**Problemas para resolver**
A: Indica si cada afirmación concuerda con la reseña: (i) los temas de la película se filmaron con playback; (ii) Trueba presenta a cada músico en su ambiente; (iii) el film se sitúa entre el musical y el documental. Responde sí o no y cita textualmente las palabras de la reseña que lo deciden.
B: Reproduce el fragmento de la reseña comprendido entre "Muchos han sido" y "decir, sin playback.", ambos incluidos.
C: Según la reseña, ¿cuántos temas se filmaron en vivo?

**Fragmento de texto**
* * * * *

En los planos de apertura, el director español Fernando Trueba (Belle
Epoque, La niña de tus ojos), hablando en primera persona,
manifiesta su admiración por el jazz latino. Ese amor por el género que
fusiona el jazz con los ritmos y timbres iberomericanos lo impulsó a
realizar un musical que presentara a sus máximos exponentes. El resultado
es un film de antología, imprescindible para todo amante de la música, y
del cine.
Muchos han sido los intentos de
traspolar otro arte a su expresión cinematográfica. Sin ir muy lejos,
acabamos de ver en Goya, también de un español, el intento de
volcar la pintura en una película. Trueba lleva la música al cine –ambas,
artes del tiempo– y genera un film de carácter propio, ubicado en una
zona singular, entre el musical y el documental. Con una estructura muy
sencilla que repite un esquema, el mismo Trueba presenta a cada músico en
su ambiente, frente a su casa o en un ámbito natural, y a continuación
éste ejecuta un tema en un estudio despojado, casi siempre precisamente
en la calle 54 de la ciudad de Nueva York. Una luz y color uniformes
acompañan cada uno de los doce temas filmados en vivo, es decir, sin playback.

* * * * *

**Líneas proporcionadas**

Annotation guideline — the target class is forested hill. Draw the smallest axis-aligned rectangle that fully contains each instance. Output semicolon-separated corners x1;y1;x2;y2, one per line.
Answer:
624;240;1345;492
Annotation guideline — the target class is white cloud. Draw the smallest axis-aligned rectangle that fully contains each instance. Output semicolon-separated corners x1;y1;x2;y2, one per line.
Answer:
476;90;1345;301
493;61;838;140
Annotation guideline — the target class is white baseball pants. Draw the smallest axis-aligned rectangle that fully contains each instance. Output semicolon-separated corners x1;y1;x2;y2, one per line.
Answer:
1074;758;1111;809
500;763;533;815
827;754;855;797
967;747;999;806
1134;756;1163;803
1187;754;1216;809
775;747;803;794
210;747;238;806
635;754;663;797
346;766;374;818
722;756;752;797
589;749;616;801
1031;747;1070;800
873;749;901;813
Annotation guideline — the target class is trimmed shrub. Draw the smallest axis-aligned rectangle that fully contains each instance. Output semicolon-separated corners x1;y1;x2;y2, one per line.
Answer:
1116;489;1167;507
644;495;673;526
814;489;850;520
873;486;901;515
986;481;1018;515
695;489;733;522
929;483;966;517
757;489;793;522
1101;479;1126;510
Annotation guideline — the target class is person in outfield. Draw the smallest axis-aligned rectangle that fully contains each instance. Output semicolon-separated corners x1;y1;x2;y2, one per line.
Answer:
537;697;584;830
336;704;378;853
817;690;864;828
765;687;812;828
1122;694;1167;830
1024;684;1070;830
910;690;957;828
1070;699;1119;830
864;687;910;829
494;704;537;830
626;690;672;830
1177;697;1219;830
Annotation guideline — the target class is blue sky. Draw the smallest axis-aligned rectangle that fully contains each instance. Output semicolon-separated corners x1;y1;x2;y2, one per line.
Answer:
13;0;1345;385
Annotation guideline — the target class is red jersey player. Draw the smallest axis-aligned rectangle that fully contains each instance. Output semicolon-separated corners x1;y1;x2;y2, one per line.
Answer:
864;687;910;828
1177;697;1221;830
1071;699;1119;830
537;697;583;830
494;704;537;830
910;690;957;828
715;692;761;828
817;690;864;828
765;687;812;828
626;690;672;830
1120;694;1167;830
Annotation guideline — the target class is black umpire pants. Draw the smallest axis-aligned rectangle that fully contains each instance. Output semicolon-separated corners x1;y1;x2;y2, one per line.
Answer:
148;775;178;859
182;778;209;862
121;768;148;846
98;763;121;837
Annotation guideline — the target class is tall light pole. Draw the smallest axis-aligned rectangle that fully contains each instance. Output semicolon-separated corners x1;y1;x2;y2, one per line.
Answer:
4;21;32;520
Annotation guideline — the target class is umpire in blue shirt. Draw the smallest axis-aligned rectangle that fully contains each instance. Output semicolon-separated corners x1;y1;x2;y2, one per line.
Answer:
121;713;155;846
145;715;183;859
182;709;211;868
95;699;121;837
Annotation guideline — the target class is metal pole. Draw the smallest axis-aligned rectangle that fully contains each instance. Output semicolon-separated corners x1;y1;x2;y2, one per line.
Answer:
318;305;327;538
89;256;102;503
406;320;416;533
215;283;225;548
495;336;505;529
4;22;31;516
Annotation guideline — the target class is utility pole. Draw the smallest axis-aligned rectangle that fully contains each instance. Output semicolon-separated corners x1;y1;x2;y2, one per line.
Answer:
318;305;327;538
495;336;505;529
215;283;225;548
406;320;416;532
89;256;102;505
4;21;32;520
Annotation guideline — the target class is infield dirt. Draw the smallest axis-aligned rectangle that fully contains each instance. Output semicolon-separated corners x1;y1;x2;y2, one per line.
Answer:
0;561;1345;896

* * * * *

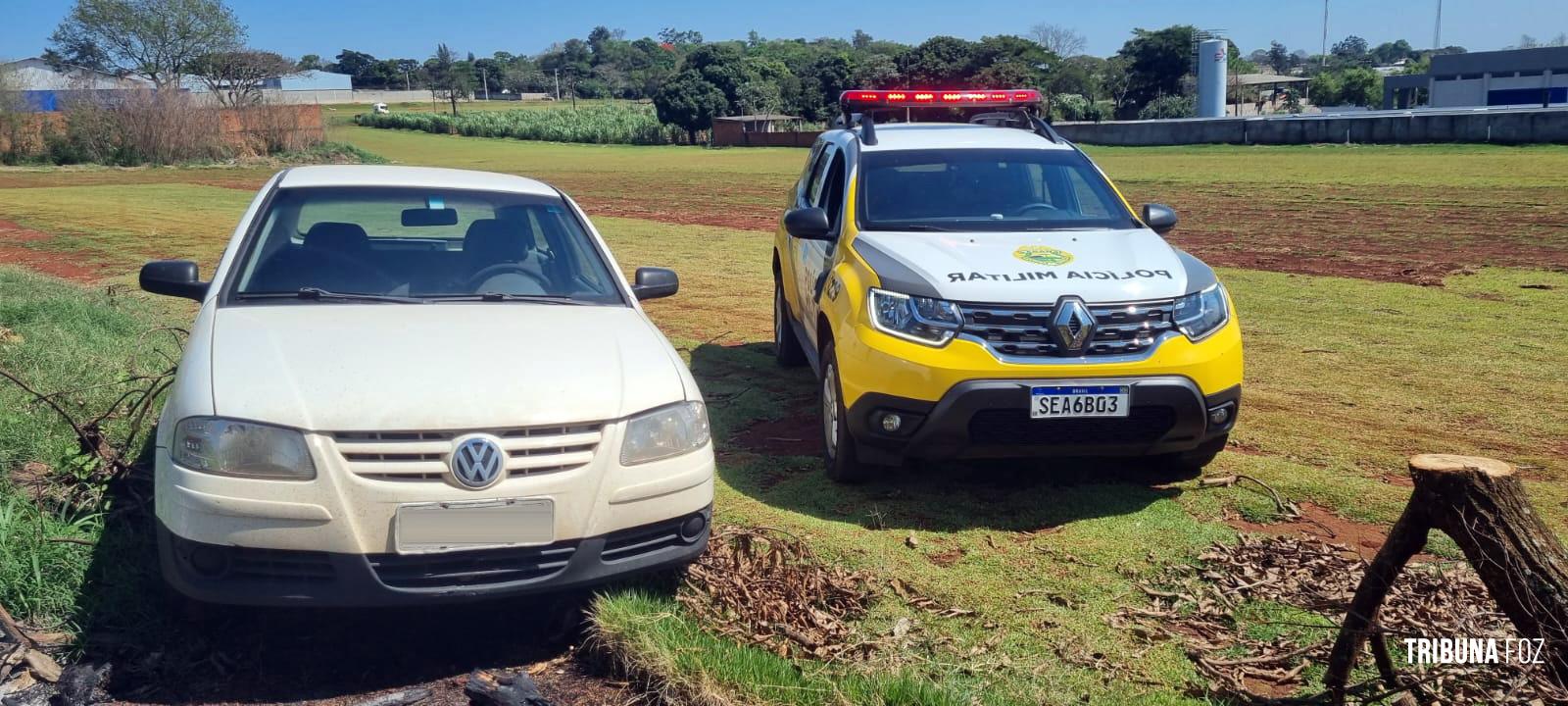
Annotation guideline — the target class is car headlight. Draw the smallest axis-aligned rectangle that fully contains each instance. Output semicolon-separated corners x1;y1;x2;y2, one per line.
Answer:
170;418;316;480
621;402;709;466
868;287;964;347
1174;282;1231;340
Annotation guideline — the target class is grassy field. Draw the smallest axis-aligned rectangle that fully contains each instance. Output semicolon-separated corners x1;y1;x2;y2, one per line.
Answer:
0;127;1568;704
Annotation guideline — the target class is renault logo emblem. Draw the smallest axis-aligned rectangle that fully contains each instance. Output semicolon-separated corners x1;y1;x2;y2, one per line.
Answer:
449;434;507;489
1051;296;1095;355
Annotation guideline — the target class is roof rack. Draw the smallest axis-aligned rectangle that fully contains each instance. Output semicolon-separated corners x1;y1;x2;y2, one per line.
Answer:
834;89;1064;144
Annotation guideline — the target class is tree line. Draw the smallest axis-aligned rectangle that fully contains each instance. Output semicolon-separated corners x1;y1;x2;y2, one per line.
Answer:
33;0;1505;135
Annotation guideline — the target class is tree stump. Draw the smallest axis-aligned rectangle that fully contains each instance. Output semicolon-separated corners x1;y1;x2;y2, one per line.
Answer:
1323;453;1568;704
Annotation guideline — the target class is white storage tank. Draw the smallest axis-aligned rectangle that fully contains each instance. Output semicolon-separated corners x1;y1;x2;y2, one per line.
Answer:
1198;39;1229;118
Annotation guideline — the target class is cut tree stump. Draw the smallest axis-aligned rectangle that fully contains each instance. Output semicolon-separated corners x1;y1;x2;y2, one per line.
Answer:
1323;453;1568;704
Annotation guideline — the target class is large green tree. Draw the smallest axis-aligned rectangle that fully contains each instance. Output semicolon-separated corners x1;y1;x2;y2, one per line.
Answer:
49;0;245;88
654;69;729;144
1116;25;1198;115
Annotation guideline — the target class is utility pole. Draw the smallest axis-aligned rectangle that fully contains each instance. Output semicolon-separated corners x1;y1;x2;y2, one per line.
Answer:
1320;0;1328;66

* * * * *

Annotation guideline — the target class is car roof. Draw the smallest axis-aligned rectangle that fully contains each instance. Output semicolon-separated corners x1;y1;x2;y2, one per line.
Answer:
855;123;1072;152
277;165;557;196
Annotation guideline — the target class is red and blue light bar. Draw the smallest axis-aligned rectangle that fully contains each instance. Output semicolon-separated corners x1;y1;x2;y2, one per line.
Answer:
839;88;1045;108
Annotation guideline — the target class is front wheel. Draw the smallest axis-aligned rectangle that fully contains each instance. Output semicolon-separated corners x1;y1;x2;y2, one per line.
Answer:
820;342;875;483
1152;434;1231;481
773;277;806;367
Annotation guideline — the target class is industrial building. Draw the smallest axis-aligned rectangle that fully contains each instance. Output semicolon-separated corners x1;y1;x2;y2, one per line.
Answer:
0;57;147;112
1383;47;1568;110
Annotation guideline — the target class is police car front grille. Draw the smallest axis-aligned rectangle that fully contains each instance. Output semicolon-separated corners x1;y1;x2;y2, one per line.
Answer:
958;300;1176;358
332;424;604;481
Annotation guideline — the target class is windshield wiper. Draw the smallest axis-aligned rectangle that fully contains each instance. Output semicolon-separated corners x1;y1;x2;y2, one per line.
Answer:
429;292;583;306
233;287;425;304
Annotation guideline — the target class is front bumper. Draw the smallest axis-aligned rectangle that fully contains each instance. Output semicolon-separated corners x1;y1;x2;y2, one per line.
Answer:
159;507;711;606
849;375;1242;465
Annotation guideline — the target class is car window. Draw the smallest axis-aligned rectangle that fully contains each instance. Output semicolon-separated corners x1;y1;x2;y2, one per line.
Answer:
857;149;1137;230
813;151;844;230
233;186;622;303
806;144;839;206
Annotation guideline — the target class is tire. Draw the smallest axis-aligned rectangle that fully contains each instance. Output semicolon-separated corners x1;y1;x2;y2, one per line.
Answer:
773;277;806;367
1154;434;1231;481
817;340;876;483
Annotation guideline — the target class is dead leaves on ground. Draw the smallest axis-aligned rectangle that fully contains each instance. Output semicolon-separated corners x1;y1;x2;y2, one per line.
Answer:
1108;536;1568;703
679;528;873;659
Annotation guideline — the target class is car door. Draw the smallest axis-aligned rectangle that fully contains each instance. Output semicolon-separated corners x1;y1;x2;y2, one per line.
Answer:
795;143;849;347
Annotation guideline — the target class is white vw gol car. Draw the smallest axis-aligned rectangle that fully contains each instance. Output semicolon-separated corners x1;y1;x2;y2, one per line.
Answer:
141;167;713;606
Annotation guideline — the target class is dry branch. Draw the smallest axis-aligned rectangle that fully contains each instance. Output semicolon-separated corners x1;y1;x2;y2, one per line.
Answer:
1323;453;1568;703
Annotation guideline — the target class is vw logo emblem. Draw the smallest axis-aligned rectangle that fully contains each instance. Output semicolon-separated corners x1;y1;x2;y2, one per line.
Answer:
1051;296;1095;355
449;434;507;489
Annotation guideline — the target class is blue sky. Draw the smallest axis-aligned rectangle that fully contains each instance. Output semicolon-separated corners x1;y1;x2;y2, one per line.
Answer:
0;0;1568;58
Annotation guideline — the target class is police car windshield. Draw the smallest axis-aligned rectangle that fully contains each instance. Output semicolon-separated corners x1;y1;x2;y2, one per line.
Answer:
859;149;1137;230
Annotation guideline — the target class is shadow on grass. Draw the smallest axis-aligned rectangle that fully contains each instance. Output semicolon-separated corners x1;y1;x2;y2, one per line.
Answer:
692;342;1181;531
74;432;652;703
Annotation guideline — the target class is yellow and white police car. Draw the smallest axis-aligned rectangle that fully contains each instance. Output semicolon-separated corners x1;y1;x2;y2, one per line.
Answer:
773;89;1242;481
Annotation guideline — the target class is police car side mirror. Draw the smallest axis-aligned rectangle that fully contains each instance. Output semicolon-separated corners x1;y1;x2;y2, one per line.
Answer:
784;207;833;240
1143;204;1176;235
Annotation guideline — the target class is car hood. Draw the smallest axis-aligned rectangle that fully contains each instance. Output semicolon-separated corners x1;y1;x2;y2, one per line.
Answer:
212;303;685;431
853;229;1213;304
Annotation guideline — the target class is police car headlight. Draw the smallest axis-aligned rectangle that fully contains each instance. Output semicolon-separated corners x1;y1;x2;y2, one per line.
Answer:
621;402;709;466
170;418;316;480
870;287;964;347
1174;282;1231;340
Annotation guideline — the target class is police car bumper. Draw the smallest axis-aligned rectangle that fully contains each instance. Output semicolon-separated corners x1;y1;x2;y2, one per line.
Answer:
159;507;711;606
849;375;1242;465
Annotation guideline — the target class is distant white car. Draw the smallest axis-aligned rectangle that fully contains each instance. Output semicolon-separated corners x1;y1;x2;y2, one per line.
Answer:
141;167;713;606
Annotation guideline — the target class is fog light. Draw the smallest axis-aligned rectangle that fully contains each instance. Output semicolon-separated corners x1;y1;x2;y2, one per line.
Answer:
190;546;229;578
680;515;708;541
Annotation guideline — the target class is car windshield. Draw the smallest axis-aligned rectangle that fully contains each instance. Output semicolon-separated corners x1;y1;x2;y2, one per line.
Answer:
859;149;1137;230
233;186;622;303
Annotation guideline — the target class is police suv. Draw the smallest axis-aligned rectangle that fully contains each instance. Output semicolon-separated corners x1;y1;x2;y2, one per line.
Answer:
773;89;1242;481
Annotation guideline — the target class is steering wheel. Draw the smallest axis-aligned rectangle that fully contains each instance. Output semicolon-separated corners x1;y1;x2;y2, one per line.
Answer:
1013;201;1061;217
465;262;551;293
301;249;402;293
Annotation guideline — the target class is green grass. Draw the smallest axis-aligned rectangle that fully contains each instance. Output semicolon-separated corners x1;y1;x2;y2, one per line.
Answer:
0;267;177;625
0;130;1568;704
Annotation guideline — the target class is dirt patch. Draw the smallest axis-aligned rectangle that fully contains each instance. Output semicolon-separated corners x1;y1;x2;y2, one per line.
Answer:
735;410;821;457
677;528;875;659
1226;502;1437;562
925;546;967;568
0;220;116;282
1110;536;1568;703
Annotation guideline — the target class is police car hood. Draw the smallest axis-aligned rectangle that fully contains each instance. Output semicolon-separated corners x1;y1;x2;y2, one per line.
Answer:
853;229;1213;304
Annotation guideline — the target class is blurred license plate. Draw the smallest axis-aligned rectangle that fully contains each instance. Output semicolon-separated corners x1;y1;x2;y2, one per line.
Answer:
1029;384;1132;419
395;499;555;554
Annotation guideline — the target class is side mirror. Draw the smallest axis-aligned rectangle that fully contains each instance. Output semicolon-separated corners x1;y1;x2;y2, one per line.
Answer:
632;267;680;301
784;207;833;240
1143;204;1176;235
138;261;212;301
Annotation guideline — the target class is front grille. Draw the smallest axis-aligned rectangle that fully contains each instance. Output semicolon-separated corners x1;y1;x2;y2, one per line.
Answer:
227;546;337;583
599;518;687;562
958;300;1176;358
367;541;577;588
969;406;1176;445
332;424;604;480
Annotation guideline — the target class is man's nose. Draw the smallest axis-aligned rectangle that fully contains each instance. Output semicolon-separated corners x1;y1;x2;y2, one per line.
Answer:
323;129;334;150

* * * * *

**Soluciones**
A:
(i) No: "filmados en vivo, es decir, sin playback."
(ii) Sí: "el mismo Trueba presenta a cada músico en su ambiente"
(iii) Sí: "ubicado en una zona singular, entre el musical y el documental"

B:
Muchos han sido los intentos de
traspolar otro arte a su expresión cinematográfica. Sin ir muy lejos,
acabamos de ver en Goya, también de un español, el intento de
volcar la pintura en una película. Trueba lleva la música al cine –ambas,
artes del tiempo– y genera un film de carácter propio, ubicado en una
zona singular, entre el musical y el documental. Con una estructura muy
sencilla que repite un esquema, el mismo Trueba presenta a cada músico en
su ambiente, frente a su casa o en un ámbito natural, y a continuación
éste ejecuta un tema en un estudio despojado, casi siempre precisamente
en la calle 54 de la ciudad de Nueva York. Una luz y color uniformes
acompañan cada uno de los doce temas filmados en vivo, es decir, sin playback.

C: Doce temas.